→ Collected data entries
--- START ---
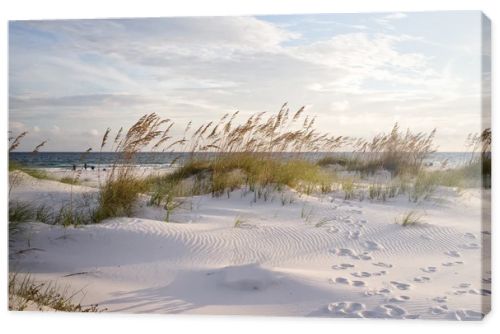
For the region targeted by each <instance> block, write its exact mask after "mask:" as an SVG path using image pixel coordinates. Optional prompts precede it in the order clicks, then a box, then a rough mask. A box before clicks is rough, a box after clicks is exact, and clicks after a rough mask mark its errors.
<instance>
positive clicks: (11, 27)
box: [9, 12, 490, 151]
mask: <svg viewBox="0 0 500 334" xmlns="http://www.w3.org/2000/svg"><path fill="white" fill-rule="evenodd" d="M481 33H482V30H481V14H480V13H479V12H419V13H373V14H318V15H310V14H308V15H285V16H255V17H252V16H243V17H183V18H179V17H178V18H140V19H95V20H57V21H11V22H10V24H9V130H10V131H11V133H12V135H16V134H18V133H21V132H22V131H28V132H29V133H28V135H27V136H26V137H25V139H24V140H23V142H22V144H21V146H20V147H19V149H18V150H19V151H30V150H32V149H33V147H34V146H36V145H37V144H38V143H40V142H41V141H42V140H45V139H48V142H47V144H46V146H45V147H44V150H45V151H84V150H86V149H87V148H89V147H93V148H97V147H98V146H99V143H100V140H101V137H102V135H103V133H104V131H105V130H106V128H108V127H110V128H112V129H114V130H118V129H119V128H120V127H121V126H124V127H128V126H130V125H131V124H133V123H134V122H135V121H136V120H137V119H138V118H139V117H140V116H142V115H144V114H146V113H151V112H156V113H158V114H159V115H160V116H162V117H164V118H169V119H172V120H173V121H174V122H175V123H176V125H175V126H174V128H173V129H174V134H176V133H177V134H179V135H180V134H181V133H182V132H183V130H184V128H185V125H186V123H187V122H189V121H190V120H191V121H193V123H194V124H201V123H204V122H207V121H211V120H217V119H219V118H220V117H221V116H222V115H224V114H225V113H228V112H234V111H236V110H239V111H240V116H241V117H242V118H246V117H247V116H249V115H251V114H253V113H256V112H261V111H267V112H270V113H272V112H277V111H278V110H279V109H280V107H281V105H282V104H283V103H284V102H288V105H289V107H290V109H292V110H298V109H299V108H300V107H301V106H305V107H306V111H307V113H308V114H311V115H315V116H317V122H316V124H317V128H318V130H319V131H322V132H329V133H330V134H332V135H344V136H353V137H363V138H371V137H372V136H373V135H375V134H377V133H380V132H388V131H390V129H391V128H392V126H393V124H394V123H395V122H398V123H399V124H400V126H401V127H402V128H410V129H411V130H412V131H415V132H418V131H425V132H430V131H432V130H433V129H434V128H436V129H437V134H436V139H435V143H436V146H437V148H438V150H439V151H463V150H464V143H465V140H466V137H467V135H468V134H469V133H475V132H479V131H480V130H481V94H482V91H481V79H482V75H481V61H482V60H486V62H488V61H489V56H490V55H489V54H484V52H482V51H481ZM483 65H484V64H483ZM484 69H486V71H488V70H489V67H488V66H485V67H483V70H484Z"/></svg>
--- END ---
→ Assigned task
Turn all the lines above into a Markdown table with the columns "Row" and "Line text", one row per line, skipping blank lines and leaving out the pictures.

→ Answer section
| Row | Line text |
|---|---|
| 1 | For the region targeted by each <instance> block, write its exact mask after "mask:" as an SVG path using image pixel coordinates. Optional prompts precede it in the order clicks, then a box, then a rough mask. A box before clicks is rough, a box after clicks is exact, and clicks after a rough mask mark its errors. |
| 2 | <instance> |
| 3 | positive clicks: (11, 27) |
| 4 | box: [9, 12, 490, 151] |
| 5 | mask: <svg viewBox="0 0 500 334" xmlns="http://www.w3.org/2000/svg"><path fill="white" fill-rule="evenodd" d="M481 33H482V30H481V14H480V13H479V12H419V13H373V14H318V15H310V14H308V15H285V16H255V17H252V16H243V17H183V18H179V17H178V18H140V19H95V20H57V21H11V22H10V24H9V130H10V131H11V133H12V135H16V134H18V133H21V132H22V131H28V132H29V133H28V135H27V136H26V137H25V139H24V140H23V142H22V144H21V146H20V147H19V149H18V150H19V151H30V150H32V149H33V147H34V146H36V145H37V144H38V143H40V142H41V141H42V140H45V139H48V142H47V144H46V146H45V147H44V150H45V151H84V150H86V149H87V148H89V147H93V148H97V147H98V146H99V143H100V140H101V137H102V135H103V133H104V131H105V130H106V128H108V127H110V128H112V129H114V130H118V129H119V128H120V127H121V126H124V127H128V126H130V125H131V124H133V123H134V122H135V121H136V120H137V119H138V118H139V117H140V116H142V115H144V114H146V113H151V112H156V113H158V114H159V115H160V116H162V117H164V118H169V119H172V120H173V121H174V122H175V123H176V125H175V126H174V128H173V129H174V134H176V133H177V134H179V135H180V134H181V133H182V132H183V130H184V128H185V125H186V123H187V122H189V121H190V120H191V121H193V123H194V124H201V123H204V122H207V121H211V120H217V119H219V118H220V117H221V116H222V115H224V114H225V113H228V112H234V111H236V110H239V111H240V116H241V117H242V118H246V117H247V116H249V115H251V114H253V113H256V112H261V111H267V112H270V113H272V112H277V111H278V110H279V109H280V107H281V105H282V104H283V103H284V102H288V105H289V107H290V109H292V110H298V109H299V108H300V107H301V106H305V107H306V111H307V113H308V114H311V115H315V116H317V122H316V124H317V128H318V130H319V131H322V132H329V133H330V134H332V135H344V136H353V137H363V138H371V137H372V136H373V135H375V134H377V133H380V132H388V131H390V129H391V128H392V126H393V124H394V123H395V122H398V123H399V124H400V126H401V127H402V128H410V129H411V130H412V131H415V132H418V131H425V132H430V131H432V130H433V129H434V128H436V129H437V134H436V139H435V143H436V146H437V148H438V150H439V151H463V150H464V143H465V140H466V137H467V135H468V134H469V133H475V132H479V131H480V130H481V94H482V91H481V79H482V75H481V61H482V60H486V62H488V61H489V56H490V55H489V54H484V52H482V51H481ZM483 65H484V64H483ZM484 69H486V71H488V70H489V67H488V66H485V67H483V70H484Z"/></svg> |